#### Text passage ####

The press has been falling over itself to attack Republicans for the shutdown and claiming that they are the source of all the irresponsibility in the process. They have conveniently forgotten several important things about how much the Democrats have broken the budget process in the last couple of years and in this year in particular. I wrote back in January about how the Senate Democrats were dismantling the budget process. While the Senate did pass a budget resolution this year, in many ways the situation has gotten much, much worse. A shutdown is, purely for procedural reasons, a natural and logical consequence of the massive failure of the Senate to do its job.

Let’s work through the details.

The budget process starts every year with the President offering his budget in the first week of February. But that’s not what happened. He offered it on April 10, two months after the statutory deadline. In fact, he offered it after both the House and the Senate had passed budget resolutions, so his budget plan was already a moot point. He didn’t do his job, so Congress had to move on without him. (Incidentally, this was the first time that the Senate had passed one since April 29, 2009)

But then the Senate ground to a halt. The Library of Congress offers a very helpful scorecard about how the budget process is proceeding this year that makes it very easy to compare how each chamber did, and how that compares to the past.

This year, the House passed four appropriations bills:

Military Construction and Veterans Affairs on June 4, which passed 421-4. This bill cost $158 billion.

#### Supplied information ####

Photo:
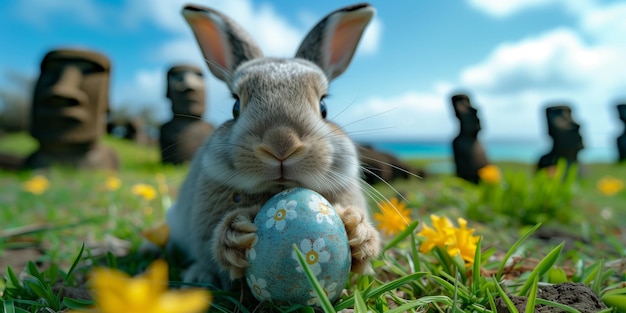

####

(Work to complete):
a - Condense the paragraph of the budget process passage that begins "The budget process starts every year" into two sentences, keeping its main facts.
b - Carry on the budget process passage, picking up right after its last sentence about the Military Construction and Veterans Affairs bill.

(Answer set):
a - The President is supposed to submit his budget in the first week of February but submitted it on April 10, two months past the statutory deadline and after both the House and the Senate had passed budget resolutions, which made his plan moot and left Congress to move on without him. That Senate budget resolution was the first the chamber had passed since April 29, 2009.

b -
Homeland Security on June 6, which passed 245-182. This bill cost $39 billion.
Energy and Water on Jule 10, which passed 227-198. This bill cost $30 billion.
Defense on July 24, which passed 315-109. This bill cost $516 billion.
The least controversial of these, Defense and Military Construction and Veterans Affairs, totaling $674 billion is over half of the $1.15 trillion that President Obama requested. The Senate could have done something with these and moved the ball forward. The House vote totals prove that these weren’t controversial.

By contrast, the Senate only put a single appropriations bill on the floor, Transportation and Housing and Urban Development, nicknamed, appropriately, THUD. This bill cost $54 billion, less than 5% of the President’s proposal. And they brought it to the floor at the end of July, at the last possible minute before the August recess.

This bill was filibustered by Republicans. Why? Because it pretended that the bipartisan sequester didn’t happen. It returned to pre-sequester spending. In fact, the spend-thrift Senate Democrats spent even more money than the President wanted:

“The vote we just had was symbolically very, very significant,” McConnell told reporters. “There is no question that if cloture had been invoked on this particular appropriations bill, which was even more than what the president asked for, your story line tomorrow would have been Congress on a bipartisan basis walks away from the Budget Control Act.”

So that’s the real history, not the mythical one driven by White House talking points, of this year’s budget process. The House started to do its job. The Senate barely got off the ground, and then only operating in a fantasy-land in which the sequester never happened. Sorry for all the wonky details here, but it is really important to see just how much the President and the Senate Democrats have failed in the budget process and how much of this lays at their feet.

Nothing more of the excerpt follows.